═══ RECORDS PROVIDED

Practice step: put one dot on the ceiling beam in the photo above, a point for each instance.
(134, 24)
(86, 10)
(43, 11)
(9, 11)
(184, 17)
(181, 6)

══════

GOAL:
Copy every line of the material above word for word, changing nothing.

SOLUTION BELOW:
Practice step: put one dot on the ceiling beam in the photo above, a point for each instance.
(134, 24)
(86, 10)
(43, 11)
(9, 11)
(184, 17)
(181, 6)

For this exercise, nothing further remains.